:: GOAL ::
Leave out the images; return the rest of the data exactly.

============================================================

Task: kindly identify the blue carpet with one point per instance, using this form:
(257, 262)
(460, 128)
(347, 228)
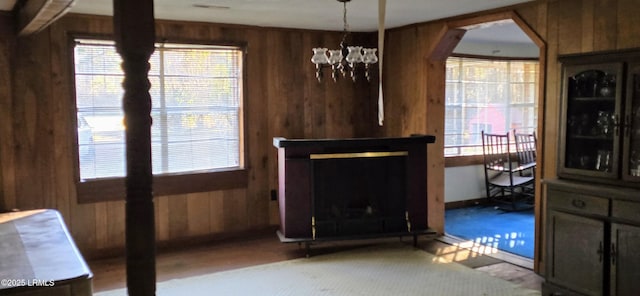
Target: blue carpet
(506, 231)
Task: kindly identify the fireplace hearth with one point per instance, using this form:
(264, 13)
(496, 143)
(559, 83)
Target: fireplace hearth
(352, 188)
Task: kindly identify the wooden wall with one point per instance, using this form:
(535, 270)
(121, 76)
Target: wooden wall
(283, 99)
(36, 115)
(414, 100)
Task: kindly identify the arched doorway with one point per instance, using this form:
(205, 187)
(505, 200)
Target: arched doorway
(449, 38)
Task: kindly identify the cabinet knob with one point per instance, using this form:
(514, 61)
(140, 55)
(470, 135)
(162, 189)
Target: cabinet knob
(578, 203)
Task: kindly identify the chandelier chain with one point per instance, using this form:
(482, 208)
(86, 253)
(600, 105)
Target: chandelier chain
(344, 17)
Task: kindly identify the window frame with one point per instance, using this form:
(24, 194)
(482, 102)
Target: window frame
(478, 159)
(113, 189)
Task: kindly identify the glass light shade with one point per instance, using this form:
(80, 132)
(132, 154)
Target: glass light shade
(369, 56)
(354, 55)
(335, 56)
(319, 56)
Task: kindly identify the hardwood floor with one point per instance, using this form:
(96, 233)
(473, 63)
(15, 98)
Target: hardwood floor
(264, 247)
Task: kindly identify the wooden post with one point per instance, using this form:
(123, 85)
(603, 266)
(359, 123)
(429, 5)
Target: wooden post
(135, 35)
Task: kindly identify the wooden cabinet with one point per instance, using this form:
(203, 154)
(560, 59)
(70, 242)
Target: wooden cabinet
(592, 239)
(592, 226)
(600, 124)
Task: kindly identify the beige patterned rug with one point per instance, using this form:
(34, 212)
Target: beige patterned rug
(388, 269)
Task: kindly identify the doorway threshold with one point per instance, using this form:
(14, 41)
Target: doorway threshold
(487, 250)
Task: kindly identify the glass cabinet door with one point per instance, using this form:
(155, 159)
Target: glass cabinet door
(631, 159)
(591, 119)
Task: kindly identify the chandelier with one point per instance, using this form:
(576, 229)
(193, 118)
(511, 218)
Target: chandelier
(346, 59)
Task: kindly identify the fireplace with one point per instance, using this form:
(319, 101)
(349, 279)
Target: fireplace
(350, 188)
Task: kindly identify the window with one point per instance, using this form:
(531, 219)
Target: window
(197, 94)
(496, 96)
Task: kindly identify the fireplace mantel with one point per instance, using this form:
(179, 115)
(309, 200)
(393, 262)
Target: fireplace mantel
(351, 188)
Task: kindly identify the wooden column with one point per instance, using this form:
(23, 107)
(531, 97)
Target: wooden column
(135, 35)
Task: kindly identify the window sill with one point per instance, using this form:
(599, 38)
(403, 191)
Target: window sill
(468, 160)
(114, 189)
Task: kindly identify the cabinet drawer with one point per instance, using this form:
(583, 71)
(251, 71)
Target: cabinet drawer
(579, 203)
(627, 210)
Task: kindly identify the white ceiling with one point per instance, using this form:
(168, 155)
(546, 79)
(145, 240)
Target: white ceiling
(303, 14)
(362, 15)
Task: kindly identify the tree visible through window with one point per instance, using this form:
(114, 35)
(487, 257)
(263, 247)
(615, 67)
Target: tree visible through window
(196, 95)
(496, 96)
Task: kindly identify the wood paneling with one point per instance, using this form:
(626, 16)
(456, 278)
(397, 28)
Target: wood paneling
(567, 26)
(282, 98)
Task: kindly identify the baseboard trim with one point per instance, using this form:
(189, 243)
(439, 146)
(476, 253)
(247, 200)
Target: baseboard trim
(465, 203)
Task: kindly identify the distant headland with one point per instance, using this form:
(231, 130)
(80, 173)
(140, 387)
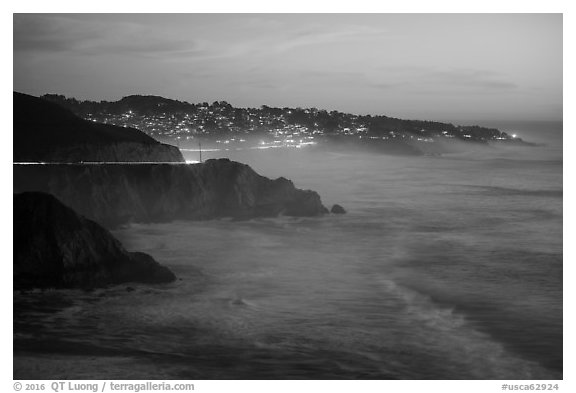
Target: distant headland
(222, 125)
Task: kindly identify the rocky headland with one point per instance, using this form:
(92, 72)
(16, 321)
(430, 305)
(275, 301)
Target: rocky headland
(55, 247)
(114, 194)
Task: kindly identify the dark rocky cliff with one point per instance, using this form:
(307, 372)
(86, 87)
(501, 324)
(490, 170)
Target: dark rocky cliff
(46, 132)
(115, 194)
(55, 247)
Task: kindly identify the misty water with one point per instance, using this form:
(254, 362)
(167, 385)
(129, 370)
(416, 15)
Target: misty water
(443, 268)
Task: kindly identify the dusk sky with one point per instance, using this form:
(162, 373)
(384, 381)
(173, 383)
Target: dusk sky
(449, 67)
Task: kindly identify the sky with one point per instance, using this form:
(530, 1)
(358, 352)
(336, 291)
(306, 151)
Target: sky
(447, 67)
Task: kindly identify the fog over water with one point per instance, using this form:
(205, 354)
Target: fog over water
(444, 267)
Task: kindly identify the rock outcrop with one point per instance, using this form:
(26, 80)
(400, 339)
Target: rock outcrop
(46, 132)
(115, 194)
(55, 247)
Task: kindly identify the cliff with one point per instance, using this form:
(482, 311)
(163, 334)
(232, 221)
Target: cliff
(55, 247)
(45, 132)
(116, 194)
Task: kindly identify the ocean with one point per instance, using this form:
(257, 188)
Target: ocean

============================================================

:: REPLY ::
Task: kindly identify the blue carpet with one point per instance, using this form:
(257, 262)
(460, 128)
(347, 228)
Target: blue carpet
(506, 231)
Task: kindly identify the fireplace hearth with one point per instance, using this form:
(264, 13)
(496, 143)
(559, 83)
Target: fireplace hearth
(352, 188)
Task: kindly identify the wooden wall with one point per instance, using this form:
(535, 270)
(121, 76)
Target: wooden wall
(283, 99)
(36, 115)
(414, 100)
Task: kindly identify the arched doorway with one point per instance, using this form:
(205, 187)
(505, 200)
Target: arched doorway
(449, 38)
Task: kindly identify the cabinet knob with one point per instance, using this form:
(514, 61)
(140, 55)
(470, 135)
(162, 189)
Target: cabinet knob
(578, 203)
Task: kindly identify the chandelier chain with one point per instance, using this form:
(482, 208)
(86, 253)
(600, 105)
Target: chandelier chain
(344, 17)
Task: kindly identify the window frame with one point per instance, using this form:
(24, 194)
(482, 102)
Target: window frame
(478, 159)
(113, 189)
Task: kindly identify the glass light shade with one point per instance, using this form:
(80, 132)
(132, 154)
Target: glass light shade
(369, 56)
(354, 55)
(335, 56)
(319, 56)
Task: kindly identify the hardwood floor with one point per instance, using this form:
(96, 233)
(473, 63)
(15, 98)
Target: hardwood floor
(264, 247)
Task: kindly identify the wooden post with one point per instance, using this form:
(123, 85)
(603, 266)
(359, 123)
(429, 5)
Target: wooden post
(135, 35)
Task: kindly identify the wooden cabinet with one point per instance, using this form:
(203, 154)
(560, 59)
(70, 242)
Target: wooden cabinet
(592, 239)
(592, 226)
(600, 124)
Task: kindly identify the beige patterned rug with one point per instance, using this form:
(34, 212)
Target: beige patterned rug
(388, 269)
Task: kindly identify the doorway threshold with one point per instance, using this form:
(14, 41)
Target: doorway threshold
(487, 250)
Task: kindly identify the glass cabinet door with one point per instance, using this form:
(155, 159)
Target: glass cabinet door
(631, 159)
(591, 119)
Task: kindly identify the chandelier with one point per instance, using this form:
(576, 229)
(193, 118)
(511, 218)
Target: chandelier
(346, 59)
Task: kindly identify the fireplace with one point per instance, using this form:
(319, 101)
(349, 279)
Target: fireplace
(350, 188)
Task: kindly identify the window with one point per instance, using this form:
(531, 219)
Target: window
(197, 94)
(496, 96)
Task: kindly identify the fireplace mantel with one point per instance, using this form:
(179, 115)
(309, 200)
(393, 262)
Target: fireplace mantel
(351, 188)
Task: kindly identify the wooden column with one point per instance, using this form:
(23, 107)
(531, 97)
Target: wooden column
(135, 35)
Task: kindly identify the window sill with one point per instance, using this form:
(599, 38)
(403, 191)
Target: window sill
(468, 160)
(114, 189)
Task: kindly identify the cabinet drawer with one point per instance, using this form:
(583, 71)
(251, 71)
Target: cabinet drawer
(579, 203)
(627, 210)
Task: kindly identify the white ceiling with one point per instance, using this form:
(168, 155)
(546, 79)
(145, 240)
Target: white ceiling
(303, 14)
(362, 15)
Task: kindly identify the tree visible through window with one point per instance, using this form:
(114, 35)
(487, 257)
(263, 247)
(615, 67)
Target: tree visible through window
(196, 95)
(496, 96)
Task: kindly identify the wood paneling with one point per instance, using this form:
(626, 16)
(456, 278)
(397, 28)
Target: wood paneling
(567, 26)
(282, 98)
Task: kindly identify the baseboard trim with one point per instance, using this form:
(189, 243)
(439, 146)
(476, 253)
(247, 200)
Target: baseboard trim
(465, 203)
Task: kindly identify the distant headland with one point per instance, using this form:
(231, 130)
(80, 173)
(140, 387)
Target: distant headland
(222, 125)
Task: kindly identify the rocky headland with one point per instance, using this form:
(92, 72)
(16, 321)
(430, 305)
(275, 301)
Target: rocky headland
(55, 247)
(114, 194)
Task: kindly identify the dark rocky cliff with one point per instance, using this form:
(307, 372)
(86, 87)
(501, 324)
(490, 170)
Target: dark rocky cliff
(46, 132)
(115, 194)
(55, 247)
Task: kindly identify the misty water with one point per instance, using this form:
(254, 362)
(167, 385)
(129, 370)
(416, 15)
Target: misty water
(443, 268)
Task: kindly identify the dusk sky with one point per instance, using this form:
(162, 373)
(384, 381)
(173, 383)
Target: dusk sky
(449, 67)
Task: kindly identify the sky with one point per instance, using this form:
(530, 1)
(358, 352)
(336, 291)
(306, 151)
Target: sky
(447, 67)
Task: kindly identify the fog over water with one point per instance, using this form:
(205, 354)
Target: fog over water
(444, 267)
Task: kindly identify the rock outcrop with one point per instance, using this form:
(26, 80)
(400, 339)
Target: rock outcrop
(46, 132)
(115, 194)
(55, 247)
Task: kindly identify the cliff with one point per instance, using this form:
(482, 311)
(163, 334)
(232, 221)
Target: cliff
(55, 247)
(45, 132)
(116, 194)
Task: kindly identify the ocean with one point per instance, using this form:
(257, 188)
Target: ocean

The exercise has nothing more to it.